**Task item:**
Take the line with "TARGET: dark jacket" and the rest of the lines after it, to the end of the entries, and restate them exactly.

**Dataset content:**
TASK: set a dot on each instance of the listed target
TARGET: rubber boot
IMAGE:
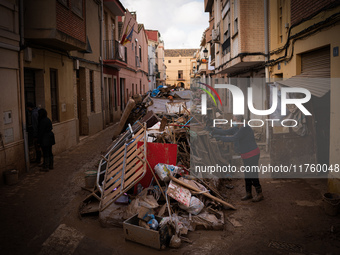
(51, 163)
(247, 196)
(259, 195)
(38, 156)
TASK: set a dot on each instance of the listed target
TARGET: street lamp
(205, 53)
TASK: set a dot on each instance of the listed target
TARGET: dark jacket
(35, 121)
(45, 134)
(243, 138)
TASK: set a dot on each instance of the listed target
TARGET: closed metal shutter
(315, 73)
(316, 64)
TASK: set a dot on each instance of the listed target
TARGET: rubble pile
(143, 181)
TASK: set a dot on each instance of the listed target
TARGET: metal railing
(113, 50)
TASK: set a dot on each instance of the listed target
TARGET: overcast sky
(180, 22)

**The completed task:**
TARGET: dark jacket
(35, 121)
(45, 134)
(243, 138)
TASK: set a dot on each instance of the listed target
TARGET: closed metal shutter
(315, 73)
(316, 64)
TASK: set a dot on each instance of the listed target
TARGET: rubble pile
(143, 181)
TASK: set a dot on each instance of the listed target
TARGET: metal railing
(113, 50)
TASK: set a dot on each instance of the listed target
TARGET: overcast sky
(180, 22)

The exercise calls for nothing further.